TASK TO COMPLETE -> Copy every entry word for word, but skip the pictures.

RECORD LIST ->

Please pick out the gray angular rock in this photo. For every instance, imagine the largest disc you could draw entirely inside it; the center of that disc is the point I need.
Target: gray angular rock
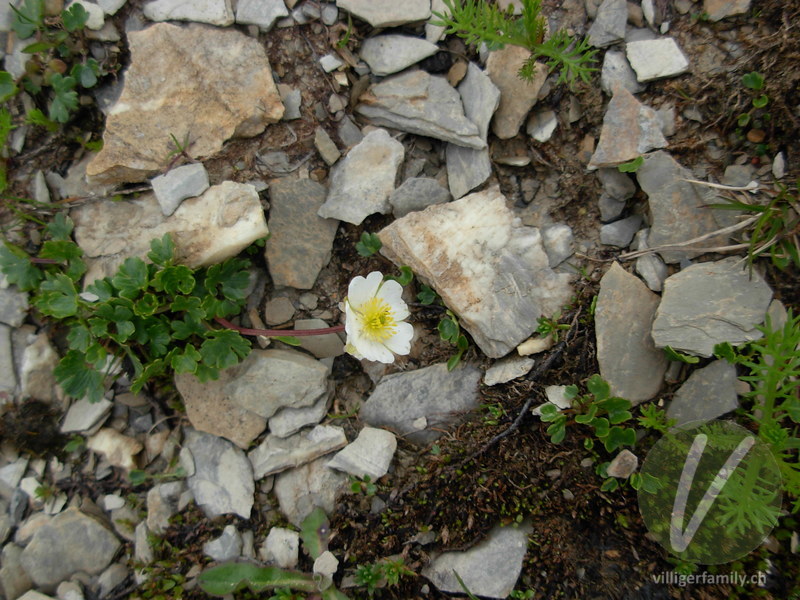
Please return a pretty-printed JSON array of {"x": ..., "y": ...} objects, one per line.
[
  {"x": 387, "y": 13},
  {"x": 178, "y": 84},
  {"x": 678, "y": 208},
  {"x": 178, "y": 184},
  {"x": 609, "y": 25},
  {"x": 301, "y": 241},
  {"x": 277, "y": 454},
  {"x": 388, "y": 54},
  {"x": 206, "y": 230},
  {"x": 487, "y": 267},
  {"x": 13, "y": 303},
  {"x": 361, "y": 184},
  {"x": 707, "y": 394},
  {"x": 517, "y": 96},
  {"x": 467, "y": 168},
  {"x": 629, "y": 130},
  {"x": 507, "y": 369},
  {"x": 435, "y": 395},
  {"x": 618, "y": 71},
  {"x": 260, "y": 12},
  {"x": 223, "y": 477},
  {"x": 709, "y": 303},
  {"x": 656, "y": 59},
  {"x": 213, "y": 12},
  {"x": 417, "y": 193},
  {"x": 369, "y": 454},
  {"x": 628, "y": 359},
  {"x": 227, "y": 546},
  {"x": 489, "y": 569},
  {"x": 51, "y": 555},
  {"x": 299, "y": 491},
  {"x": 620, "y": 233},
  {"x": 417, "y": 102}
]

OUTPUT OF THE EXERCISE ->
Please pick out the gray angular rock in this photo. For every instance, imagine the largest disc you could draw entirely inside it; the center of that disc is the point I need.
Target: gray angular rock
Please return a pretty-printed JSON array of {"x": ..., "y": ...} objects, one per line.
[
  {"x": 387, "y": 13},
  {"x": 178, "y": 84},
  {"x": 678, "y": 208},
  {"x": 178, "y": 184},
  {"x": 609, "y": 25},
  {"x": 301, "y": 241},
  {"x": 277, "y": 454},
  {"x": 388, "y": 54},
  {"x": 206, "y": 230},
  {"x": 487, "y": 267},
  {"x": 13, "y": 303},
  {"x": 361, "y": 184},
  {"x": 707, "y": 394},
  {"x": 517, "y": 96},
  {"x": 467, "y": 168},
  {"x": 629, "y": 130},
  {"x": 507, "y": 369},
  {"x": 435, "y": 395},
  {"x": 618, "y": 71},
  {"x": 260, "y": 12},
  {"x": 223, "y": 477},
  {"x": 709, "y": 303},
  {"x": 656, "y": 59},
  {"x": 213, "y": 12},
  {"x": 417, "y": 193},
  {"x": 369, "y": 454},
  {"x": 628, "y": 359},
  {"x": 227, "y": 546},
  {"x": 489, "y": 569},
  {"x": 51, "y": 555},
  {"x": 299, "y": 491},
  {"x": 620, "y": 233},
  {"x": 417, "y": 102}
]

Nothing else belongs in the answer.